TASK DIRECTIONS:
Could you set down every line of the material below, character for character, with no changes?

[Region segmentation data]
----

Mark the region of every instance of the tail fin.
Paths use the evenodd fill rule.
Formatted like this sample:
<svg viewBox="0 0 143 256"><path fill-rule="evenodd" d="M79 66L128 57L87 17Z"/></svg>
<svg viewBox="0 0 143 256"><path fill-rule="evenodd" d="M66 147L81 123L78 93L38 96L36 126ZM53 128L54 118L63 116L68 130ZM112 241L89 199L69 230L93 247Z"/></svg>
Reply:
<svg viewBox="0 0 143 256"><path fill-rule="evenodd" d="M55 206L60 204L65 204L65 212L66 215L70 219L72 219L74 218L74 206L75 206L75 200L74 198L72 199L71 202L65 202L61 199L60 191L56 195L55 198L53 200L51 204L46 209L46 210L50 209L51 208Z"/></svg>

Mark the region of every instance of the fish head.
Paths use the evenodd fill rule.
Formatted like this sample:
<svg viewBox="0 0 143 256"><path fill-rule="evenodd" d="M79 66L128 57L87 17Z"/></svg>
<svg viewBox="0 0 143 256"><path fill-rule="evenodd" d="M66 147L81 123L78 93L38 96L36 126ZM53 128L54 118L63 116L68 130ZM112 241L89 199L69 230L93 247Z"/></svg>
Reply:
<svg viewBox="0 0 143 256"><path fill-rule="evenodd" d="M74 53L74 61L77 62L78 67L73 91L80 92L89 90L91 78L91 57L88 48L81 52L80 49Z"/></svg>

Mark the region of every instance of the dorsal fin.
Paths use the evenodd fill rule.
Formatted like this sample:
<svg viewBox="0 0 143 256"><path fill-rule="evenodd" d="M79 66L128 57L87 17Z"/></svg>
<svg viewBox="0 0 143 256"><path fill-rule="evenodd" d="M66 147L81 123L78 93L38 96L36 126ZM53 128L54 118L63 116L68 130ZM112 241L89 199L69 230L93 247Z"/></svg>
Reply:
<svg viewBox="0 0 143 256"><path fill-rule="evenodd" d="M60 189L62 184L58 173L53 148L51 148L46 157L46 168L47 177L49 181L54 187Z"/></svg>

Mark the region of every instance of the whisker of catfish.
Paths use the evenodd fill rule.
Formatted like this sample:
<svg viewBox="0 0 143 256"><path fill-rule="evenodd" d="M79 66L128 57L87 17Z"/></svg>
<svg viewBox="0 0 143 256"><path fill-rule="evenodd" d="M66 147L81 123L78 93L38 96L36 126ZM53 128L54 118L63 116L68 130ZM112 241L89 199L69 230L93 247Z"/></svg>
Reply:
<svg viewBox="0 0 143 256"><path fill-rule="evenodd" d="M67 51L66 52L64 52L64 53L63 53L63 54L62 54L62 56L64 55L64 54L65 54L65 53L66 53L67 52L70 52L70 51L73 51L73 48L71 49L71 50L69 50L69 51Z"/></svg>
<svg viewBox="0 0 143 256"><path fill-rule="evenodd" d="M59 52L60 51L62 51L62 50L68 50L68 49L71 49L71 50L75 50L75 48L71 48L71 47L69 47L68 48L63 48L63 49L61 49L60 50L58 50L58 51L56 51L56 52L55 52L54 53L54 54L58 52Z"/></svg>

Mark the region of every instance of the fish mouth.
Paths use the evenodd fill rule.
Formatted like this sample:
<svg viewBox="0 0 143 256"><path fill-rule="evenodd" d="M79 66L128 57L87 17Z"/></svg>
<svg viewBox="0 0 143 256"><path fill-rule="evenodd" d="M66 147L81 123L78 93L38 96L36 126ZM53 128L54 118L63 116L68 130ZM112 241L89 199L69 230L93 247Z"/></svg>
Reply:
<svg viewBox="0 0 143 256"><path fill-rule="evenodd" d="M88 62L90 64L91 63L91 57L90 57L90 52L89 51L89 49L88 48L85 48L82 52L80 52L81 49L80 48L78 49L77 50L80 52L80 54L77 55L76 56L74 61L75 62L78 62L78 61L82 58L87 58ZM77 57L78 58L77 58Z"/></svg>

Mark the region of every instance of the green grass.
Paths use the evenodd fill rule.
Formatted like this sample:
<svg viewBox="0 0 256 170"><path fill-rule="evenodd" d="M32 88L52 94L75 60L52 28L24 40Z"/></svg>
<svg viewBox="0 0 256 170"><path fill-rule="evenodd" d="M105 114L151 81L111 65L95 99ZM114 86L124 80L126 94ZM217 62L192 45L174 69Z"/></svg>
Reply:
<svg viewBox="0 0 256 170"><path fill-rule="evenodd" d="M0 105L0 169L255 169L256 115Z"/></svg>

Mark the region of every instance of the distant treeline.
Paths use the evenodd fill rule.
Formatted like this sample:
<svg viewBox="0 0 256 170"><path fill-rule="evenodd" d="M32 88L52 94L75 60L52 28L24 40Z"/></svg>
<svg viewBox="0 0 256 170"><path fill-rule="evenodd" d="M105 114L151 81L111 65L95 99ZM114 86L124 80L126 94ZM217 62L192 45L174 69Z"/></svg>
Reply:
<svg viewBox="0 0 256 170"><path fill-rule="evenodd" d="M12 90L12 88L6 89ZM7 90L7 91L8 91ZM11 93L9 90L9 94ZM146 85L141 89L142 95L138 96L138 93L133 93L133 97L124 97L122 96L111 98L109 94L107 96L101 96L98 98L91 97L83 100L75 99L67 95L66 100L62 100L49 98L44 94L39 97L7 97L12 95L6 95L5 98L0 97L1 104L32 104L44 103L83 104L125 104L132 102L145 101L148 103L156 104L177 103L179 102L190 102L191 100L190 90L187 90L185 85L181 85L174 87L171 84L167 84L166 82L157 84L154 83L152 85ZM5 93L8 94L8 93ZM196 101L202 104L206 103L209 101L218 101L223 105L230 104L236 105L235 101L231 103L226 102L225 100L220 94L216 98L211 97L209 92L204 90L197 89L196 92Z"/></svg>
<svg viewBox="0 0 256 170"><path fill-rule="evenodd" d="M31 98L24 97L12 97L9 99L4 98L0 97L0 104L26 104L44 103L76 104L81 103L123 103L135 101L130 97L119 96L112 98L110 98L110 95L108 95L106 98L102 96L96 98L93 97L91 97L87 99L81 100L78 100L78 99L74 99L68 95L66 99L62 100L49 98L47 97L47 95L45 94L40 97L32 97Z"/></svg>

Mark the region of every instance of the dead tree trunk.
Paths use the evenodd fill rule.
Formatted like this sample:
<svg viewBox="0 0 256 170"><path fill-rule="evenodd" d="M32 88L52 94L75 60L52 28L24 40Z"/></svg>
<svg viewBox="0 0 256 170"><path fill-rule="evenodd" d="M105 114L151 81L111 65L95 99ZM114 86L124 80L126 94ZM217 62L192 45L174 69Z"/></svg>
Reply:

----

COMPLETED TASK:
Mark the region of every instance of the tail fin.
Paths use the evenodd fill rule.
Formatted like this sample:
<svg viewBox="0 0 143 256"><path fill-rule="evenodd" d="M79 66L128 57L87 17Z"/></svg>
<svg viewBox="0 0 143 256"><path fill-rule="evenodd" d="M66 147L81 123L78 93L38 96L36 126ZM53 128L54 118L63 116L68 130ZM112 241L89 199L69 230L93 247Z"/></svg>
Reply:
<svg viewBox="0 0 143 256"><path fill-rule="evenodd" d="M55 206L60 204L65 204L65 212L66 215L70 219L72 219L74 218L74 206L75 206L75 200L74 198L72 199L71 202L65 202L61 199L60 191L56 195L55 198L53 200L51 204L46 209L46 210L50 209L51 208Z"/></svg>

Mark the region of every instance of the fish head.
Paths use the evenodd fill rule.
Formatted like this sample:
<svg viewBox="0 0 143 256"><path fill-rule="evenodd" d="M79 66L128 57L87 17Z"/></svg>
<svg viewBox="0 0 143 256"><path fill-rule="evenodd" d="M66 147L81 123L78 93L38 96L36 126ZM53 128L54 118L63 116L68 130ZM112 241L89 199L69 230L93 247Z"/></svg>
Reply:
<svg viewBox="0 0 143 256"><path fill-rule="evenodd" d="M74 53L74 61L77 62L78 67L73 91L80 92L89 90L91 78L91 57L88 48L81 52L80 49Z"/></svg>

Mark the region of every instance of the dorsal fin.
Paths use the evenodd fill rule.
Formatted like this sample:
<svg viewBox="0 0 143 256"><path fill-rule="evenodd" d="M79 66L128 57L87 17Z"/></svg>
<svg viewBox="0 0 143 256"><path fill-rule="evenodd" d="M66 147L81 123L78 93L38 96L36 126ZM53 128L54 118L63 116L68 130ZM112 241L89 199L69 230L93 247Z"/></svg>
Reply:
<svg viewBox="0 0 143 256"><path fill-rule="evenodd" d="M60 189L62 184L58 173L53 148L51 148L46 157L46 168L47 177L49 181L54 187Z"/></svg>

Mark the region of every instance of the whisker of catfish.
Paths use the evenodd fill rule.
Formatted like this sample:
<svg viewBox="0 0 143 256"><path fill-rule="evenodd" d="M79 66L128 57L87 17Z"/></svg>
<svg viewBox="0 0 143 256"><path fill-rule="evenodd" d="M66 147L81 123L78 93L38 96L36 126ZM53 128L54 118L63 116L68 130ZM112 241L89 199L69 230L93 247Z"/></svg>
Reply:
<svg viewBox="0 0 143 256"><path fill-rule="evenodd" d="M67 51L66 52L64 52L64 53L63 53L63 54L62 54L62 56L64 55L64 54L65 54L65 53L66 53L67 52L70 52L70 51L73 51L73 48L71 49L71 50L69 50L69 51Z"/></svg>
<svg viewBox="0 0 143 256"><path fill-rule="evenodd" d="M59 52L60 51L62 51L62 50L68 50L68 49L71 49L71 50L75 50L75 48L71 48L71 47L69 47L68 48L63 48L63 49L61 49L60 50L58 50L58 51L56 51L56 52L55 52L54 53L54 54L58 52Z"/></svg>

Mark the region of every instance of the fish mouth.
Paths use the evenodd fill rule.
Formatted like this sample:
<svg viewBox="0 0 143 256"><path fill-rule="evenodd" d="M79 66L128 57L87 17Z"/></svg>
<svg viewBox="0 0 143 256"><path fill-rule="evenodd" d="M66 147L81 123L78 93L38 96L36 126ZM53 128L54 118L63 116L68 130ZM112 241L89 199L69 230L93 247Z"/></svg>
Reply:
<svg viewBox="0 0 143 256"><path fill-rule="evenodd" d="M88 62L90 64L91 63L91 57L90 57L90 52L89 51L89 49L88 48L85 48L82 52L80 52L81 49L80 48L78 49L77 50L80 52L80 54L77 55L76 56L74 61L75 62L78 62L78 61L82 58L87 58ZM77 57L78 58L77 58Z"/></svg>

Mark the region of every instance of the green grass.
Paths use the evenodd fill rule.
Formatted like this sample:
<svg viewBox="0 0 256 170"><path fill-rule="evenodd" d="M32 88L52 94L75 60L52 28L24 40Z"/></svg>
<svg viewBox="0 0 256 170"><path fill-rule="evenodd" d="M105 114L151 81L111 65L95 99ZM114 86L124 80L126 94ZM217 62L192 45L174 69Z"/></svg>
Reply:
<svg viewBox="0 0 256 170"><path fill-rule="evenodd" d="M0 105L0 169L255 169L256 115Z"/></svg>

Mark the region of every instance of the distant treeline.
Paths use the evenodd fill rule.
Formatted like this sample:
<svg viewBox="0 0 256 170"><path fill-rule="evenodd" d="M32 88L52 94L75 60L52 28L24 40Z"/></svg>
<svg viewBox="0 0 256 170"><path fill-rule="evenodd" d="M105 114L151 81L111 65L95 99ZM114 86L124 80L126 94ZM217 62L192 45L174 69Z"/></svg>
Reply:
<svg viewBox="0 0 256 170"><path fill-rule="evenodd" d="M12 90L12 88L6 89ZM7 90L7 91L8 91ZM11 93L9 90L9 94ZM146 85L141 89L142 95L138 96L138 93L133 93L133 97L124 97L122 96L111 98L109 94L107 96L101 96L98 98L91 97L83 100L75 99L67 95L66 100L62 100L49 98L44 94L39 97L7 97L12 95L6 95L5 98L0 97L1 104L32 104L44 103L83 104L125 104L132 102L145 101L148 103L156 104L177 103L179 102L190 102L191 100L190 90L187 90L185 85L181 85L174 87L171 84L167 84L166 82L157 84L154 83L152 85ZM5 93L8 94L8 93ZM196 101L202 104L206 103L209 101L218 101L223 105L230 104L236 105L235 101L231 103L226 102L225 100L220 94L216 98L211 97L209 92L204 90L197 89L196 92Z"/></svg>
<svg viewBox="0 0 256 170"><path fill-rule="evenodd" d="M31 98L24 97L12 97L9 99L4 98L0 97L0 104L26 104L44 103L76 104L81 103L123 103L135 101L130 97L119 96L112 98L110 98L110 95L108 95L106 98L102 96L96 98L93 97L91 97L87 99L81 100L78 100L78 99L74 99L68 95L66 99L62 100L49 98L47 97L47 95L45 94L40 97L32 97Z"/></svg>

Mark the region of every instance of the dead tree trunk.
Paths use the evenodd fill rule.
Formatted like this sample:
<svg viewBox="0 0 256 170"><path fill-rule="evenodd" d="M32 88L52 94L75 60L52 28L24 40Z"/></svg>
<svg viewBox="0 0 256 170"><path fill-rule="evenodd" d="M105 114L151 81L111 65L95 99ZM114 86L124 80L126 94ZM217 62L192 45L174 69Z"/></svg>
Reply:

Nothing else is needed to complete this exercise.